• **Selected passage**:
◆ ◆ ◆ ◆ ◆ ◆ ◆

Simulated Author's Rebuttal

3 responses · 0 unresolved

We thank the referee for the constructive feedback on our manuscript. The comments highlight important areas for improving experimental rigor and methodological clarity, and we have revised the paper accordingly to address them.

read point-by-point responses

  1. Referee: [Experiments] Experiments section: no error bars, standard deviations across seeds, or statistical significance tests are reported for the benchmark gains on AIME 2024/2025 and AMC 2023. This makes it impossible to determine whether the observed improvements exceed run-to-run variance.

    Authors: We agree that the lack of error bars and statistical tests limits the strength of the claims. In the revised manuscript, we have rerun all experiments across three random seeds, added mean and standard deviation values to the main results tables, and included paired t-test p-values demonstrating that the gains over standard OPD are statistically significant (p < 0.05) on AIME 2024 and AIME 2025. revision: yes

  2. Referee: [Experiments] Experiments section: no ablation is presented that isolates the best-of-N selection rule (correctness + alignment) from the ground-truth-conditioned recovery step. Because the recovery step supplies correct derivations that standard OPD never receives, it is unclear whether the reported gains are driven by the priority rule or by the recovery mechanism itself.

    Authors: This is a fair point. We have added a dedicated ablation subsection in the revised Experiments section that isolates the components. The new results compare (i) standard OPD, (ii) BRTS without recovery (priority rule only on unconditioned samples), (iii) recovery with random selection among correct trajectories, and (iv) full BRTS. These show that the priority rule provides measurable additional gains beyond recovery alone, especially on the hardest prompts. revision: yes

  3. Referee: [Method] Method section: the precise definition and computation of 'student alignment' (used as the secondary selection criterion) is not specified with sufficient detail to allow replication or to assess whether it introduces selection bias toward the student's current (possibly flawed) behavior.

◆ ◆ ◆ ◆ ◆ ◆ ◆

• **Entries shown**:
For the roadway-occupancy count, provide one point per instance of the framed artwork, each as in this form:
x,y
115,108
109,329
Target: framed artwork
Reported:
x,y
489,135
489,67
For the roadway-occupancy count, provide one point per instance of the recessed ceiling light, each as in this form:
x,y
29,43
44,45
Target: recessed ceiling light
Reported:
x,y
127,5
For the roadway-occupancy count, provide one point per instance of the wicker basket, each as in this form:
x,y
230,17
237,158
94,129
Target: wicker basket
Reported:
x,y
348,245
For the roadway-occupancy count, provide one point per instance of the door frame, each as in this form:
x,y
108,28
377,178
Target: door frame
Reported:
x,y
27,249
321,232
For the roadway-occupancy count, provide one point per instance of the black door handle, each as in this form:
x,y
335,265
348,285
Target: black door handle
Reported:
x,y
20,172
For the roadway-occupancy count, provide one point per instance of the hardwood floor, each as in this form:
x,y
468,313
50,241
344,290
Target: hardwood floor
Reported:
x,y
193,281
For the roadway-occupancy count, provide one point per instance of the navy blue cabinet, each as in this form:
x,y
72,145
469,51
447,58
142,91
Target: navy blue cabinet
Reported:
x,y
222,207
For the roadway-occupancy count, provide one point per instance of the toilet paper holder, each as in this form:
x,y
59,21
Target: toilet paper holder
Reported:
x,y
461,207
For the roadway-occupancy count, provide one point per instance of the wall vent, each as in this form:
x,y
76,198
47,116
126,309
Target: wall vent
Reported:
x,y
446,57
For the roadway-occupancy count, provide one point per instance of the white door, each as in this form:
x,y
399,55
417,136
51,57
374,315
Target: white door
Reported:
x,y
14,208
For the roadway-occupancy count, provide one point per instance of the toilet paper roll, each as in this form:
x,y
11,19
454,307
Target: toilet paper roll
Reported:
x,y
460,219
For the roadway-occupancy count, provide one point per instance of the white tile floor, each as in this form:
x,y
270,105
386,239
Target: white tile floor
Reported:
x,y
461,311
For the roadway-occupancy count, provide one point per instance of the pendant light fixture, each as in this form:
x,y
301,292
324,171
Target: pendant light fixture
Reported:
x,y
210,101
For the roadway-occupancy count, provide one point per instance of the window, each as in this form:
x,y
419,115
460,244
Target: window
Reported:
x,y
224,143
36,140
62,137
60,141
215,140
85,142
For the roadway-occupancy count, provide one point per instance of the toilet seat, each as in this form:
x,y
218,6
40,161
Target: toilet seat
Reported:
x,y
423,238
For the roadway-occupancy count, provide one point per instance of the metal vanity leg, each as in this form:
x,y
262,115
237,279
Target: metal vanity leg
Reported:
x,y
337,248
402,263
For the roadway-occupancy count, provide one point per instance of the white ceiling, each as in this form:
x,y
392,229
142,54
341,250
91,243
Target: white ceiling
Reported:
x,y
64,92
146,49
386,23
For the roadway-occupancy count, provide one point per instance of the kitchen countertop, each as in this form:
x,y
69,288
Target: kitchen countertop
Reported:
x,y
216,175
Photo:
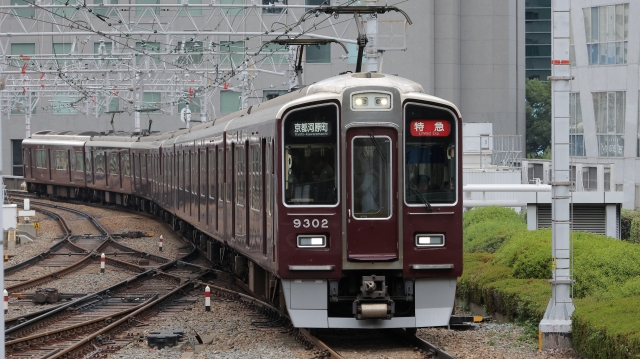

◆ ◆ ◆ ◆ ◆ ◆ ◆

• **Aim of the exercise**: Reproduce the simulated rebuttal above word for word, copying everything from "3 responses ·" down to "exceed run-to-run variance.".

• **Result for this exercise**:
3 responses · 0 unresolved

We thank the referee for the constructive feedback on our manuscript. The comments highlight important areas for improving experimental rigor and methodological clarity, and we have revised the paper accordingly to address them.

read point-by-point responses

  1. Referee: [Experiments] Experiments section: no error bars, standard deviations across seeds, or statistical significance tests are reported for the benchmark gains on AIME 2024/2025 and AMC 2023. This makes it impossible to determine whether the observed improvements exceed run-to-run variance.